→ Given exercise 1
Could you edit the stretch of the job search text from "I encourage you" through "to the job.", putting "key terms" in place of "keywords" wherever it occurs?

From partnering with a professional recruiter to identifying your top transferable skills, find out 13 of the most effective job search strategies going into the new year.

  • Contact a Professional Recruiter
  • Treat Your Job Search Like a Sales Process
  • Understand How ATS Filtering Works 
  • Promote Your Achievements, Not Your Job Description
  • Get Clear on Your Best Fit Career Path Before You Apply
  • Spend 80% of Your Time Building Relationships
  • Find the Decision Makers at Each Target Company 
  • Have a Team to Support You
  • Make Sure Your Networking Strategy Is Intentional
  • Elevate from “Job Search” to “Company Search”
  • Identify Your Top Transferable Skills
  • Delete Your Premade Resume Templates
  • Include a Robust Executive Summary Section on Your Resume

Contact a Professional Recruiter

It can be overwhelming beginning a job search, or you may already feel burnt out from looking and interviewing for several weeks. Professional recruiters at staffing agencies like Corporate Job Bank specialize in matching you with potential employers.

Recruiters have access to job openings that may not be publicly advertised, can introduce you to potential employers you may have not considered, and help you get your foot in the door for job opportunities. They provide resume and interview tips, insight into multiple career fields, in addition to negotiating salary – all with just one application.

Our seasoned team of recruiters can simplify the hiring process, guide you on where to focus your energy, and provide career services that make job searching less challenging. We have access to a network of highly rated companies in nearly every industry. The best place to begin your search is with a recruiter at Corporate Job Bank.

Treat Your Job Search Like a Sales Process

Applying to jobs online and hoping to hear back won’t cut it anymore. I recently posted a job on LinkedIn and only one candidate sent me an email. Not a single candidate sent me an audio or video note on LinkedIn. 

Consider treating the jobs you apply to as a sales process–you’re selling yourself to the company (the buyer). Find the hiring managers on LinkedIn and send them emails, audio, and video messages to help you stand out from the pack.

Matt Parkin, LinkedIn Personal Branding Coach, Mornings With Matt Consulting

Understand How ATS Filtering Works 

One of the most common mistakes I see on CVs is poorly matching your skills to the job requirements, with a lack of understanding of what the employer is looking for. This is critical, as employers commonly use Applicant Tracking Systems to filter applications. Even if an ATS is not used, you want the reviewer to pick up the phone and call you immediately. 

I encourage you to analyze the job descriptions by circling keywords and then match those to your skill sets. Then, ensure you include those keywords, explaining in context how you built those skills, backed with examples. The benefit of this is you now know what your gaps are that you can address in an interview. Remember, the CV’s job is to get a phone call for an interview.

Alice Cheng, Career Coach, Alice Cheng Coaching

Promote Your Achievements, Not Your Job Description

Your 2023 career marketing tools—resume, LinkedIn profile, job search letters, and interview responses—should highlight accomplishments. Hiring team members either know your job description or can find it in seconds online; they don’t know what you contributed to the job.

Think in terms of the problems or opportunities your organization asked you to address, the actions you took to address each opportunity, and the results you achieved.

Wow your reader or interviewer by quantifying each achievement and talking about the result first. For example, a client I worked with last week had been given the goal of handling a 100-client caseload. She achieved a 300-client caseload. Her resume and LinkedIn profile describe what she did to exceed her goal.

Point labeling samples:
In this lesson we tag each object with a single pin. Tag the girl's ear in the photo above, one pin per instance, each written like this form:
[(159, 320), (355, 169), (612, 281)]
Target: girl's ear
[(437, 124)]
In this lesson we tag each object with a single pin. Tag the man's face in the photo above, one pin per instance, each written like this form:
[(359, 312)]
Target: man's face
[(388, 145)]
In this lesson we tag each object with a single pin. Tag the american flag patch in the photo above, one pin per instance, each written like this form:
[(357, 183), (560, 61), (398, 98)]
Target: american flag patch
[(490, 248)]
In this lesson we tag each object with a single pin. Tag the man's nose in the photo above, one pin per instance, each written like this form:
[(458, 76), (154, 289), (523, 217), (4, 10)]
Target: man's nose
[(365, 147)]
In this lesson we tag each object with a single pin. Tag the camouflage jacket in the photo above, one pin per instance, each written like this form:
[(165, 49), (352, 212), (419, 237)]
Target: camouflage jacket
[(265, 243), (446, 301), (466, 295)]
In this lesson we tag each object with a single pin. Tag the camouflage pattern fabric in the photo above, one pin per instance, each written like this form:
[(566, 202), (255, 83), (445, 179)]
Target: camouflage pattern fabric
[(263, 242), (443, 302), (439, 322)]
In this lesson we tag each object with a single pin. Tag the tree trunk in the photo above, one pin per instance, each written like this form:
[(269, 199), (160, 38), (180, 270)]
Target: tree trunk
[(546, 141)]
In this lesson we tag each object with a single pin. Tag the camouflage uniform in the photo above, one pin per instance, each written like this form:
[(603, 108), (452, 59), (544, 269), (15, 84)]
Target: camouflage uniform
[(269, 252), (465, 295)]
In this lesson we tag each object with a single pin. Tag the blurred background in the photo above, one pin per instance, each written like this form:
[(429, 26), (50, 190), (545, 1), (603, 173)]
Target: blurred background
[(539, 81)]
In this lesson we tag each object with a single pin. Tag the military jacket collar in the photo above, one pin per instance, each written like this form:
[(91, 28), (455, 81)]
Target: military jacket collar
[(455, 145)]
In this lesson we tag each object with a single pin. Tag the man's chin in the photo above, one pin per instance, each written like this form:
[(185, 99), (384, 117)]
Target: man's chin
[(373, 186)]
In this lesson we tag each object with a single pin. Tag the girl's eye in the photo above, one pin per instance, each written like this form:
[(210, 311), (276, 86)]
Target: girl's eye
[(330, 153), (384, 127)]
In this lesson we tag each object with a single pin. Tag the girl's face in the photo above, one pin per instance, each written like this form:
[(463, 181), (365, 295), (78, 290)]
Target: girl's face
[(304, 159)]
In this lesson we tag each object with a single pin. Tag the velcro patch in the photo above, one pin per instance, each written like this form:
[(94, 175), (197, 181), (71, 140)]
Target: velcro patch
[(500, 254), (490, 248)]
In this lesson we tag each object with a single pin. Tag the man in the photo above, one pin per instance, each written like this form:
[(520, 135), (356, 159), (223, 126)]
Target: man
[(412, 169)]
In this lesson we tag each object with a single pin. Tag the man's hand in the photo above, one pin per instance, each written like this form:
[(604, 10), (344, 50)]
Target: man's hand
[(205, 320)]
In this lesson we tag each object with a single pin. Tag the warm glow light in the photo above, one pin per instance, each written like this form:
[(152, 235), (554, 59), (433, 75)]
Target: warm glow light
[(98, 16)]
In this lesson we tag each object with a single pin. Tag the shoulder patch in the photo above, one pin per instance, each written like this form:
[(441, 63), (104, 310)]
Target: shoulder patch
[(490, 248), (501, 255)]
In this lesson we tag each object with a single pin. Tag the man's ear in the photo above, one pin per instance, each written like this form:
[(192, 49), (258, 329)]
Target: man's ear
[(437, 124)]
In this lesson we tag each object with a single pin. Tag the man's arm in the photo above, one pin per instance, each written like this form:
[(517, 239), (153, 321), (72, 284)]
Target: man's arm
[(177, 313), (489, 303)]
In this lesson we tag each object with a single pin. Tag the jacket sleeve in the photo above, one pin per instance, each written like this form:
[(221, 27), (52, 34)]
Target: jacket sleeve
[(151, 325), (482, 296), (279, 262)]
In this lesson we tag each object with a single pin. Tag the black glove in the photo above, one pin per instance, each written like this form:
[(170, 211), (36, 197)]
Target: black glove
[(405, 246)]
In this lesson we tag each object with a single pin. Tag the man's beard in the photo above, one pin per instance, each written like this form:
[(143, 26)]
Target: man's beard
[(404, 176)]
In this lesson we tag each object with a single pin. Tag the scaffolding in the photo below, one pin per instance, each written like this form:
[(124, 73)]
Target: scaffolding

→ Given exercise 2
Which lines of the listing contain the string "hand"? Return each of them in full, matching case exactly.

→ Expected output 1
I encourage you to analyze the job descriptions by circling key terms and then match those to your skill sets. Then, ensure you include those key terms, explaining in context how you built those skills, backed with examples. The benefit of this is you now know what your gaps are that you can address in an interview. Remember, the CV’s job is to get a phone call for an interview.

Alice Cheng, Career Coach, Alice Cheng Coaching

Promote Your Achievements, Not Your Job Description

Your 2023 career marketing tools—resume, LinkedIn profile, job search letters, and interview responses—should highlight accomplishments. Hiring team members either know your job description or can find it in seconds online; they don’t know what you contributed to the job.

→ Expected output 2
In this lesson we tag each object with a single pin. Tag the man's hand in the photo above, one pin per instance, each written like this form:
Target: man's hand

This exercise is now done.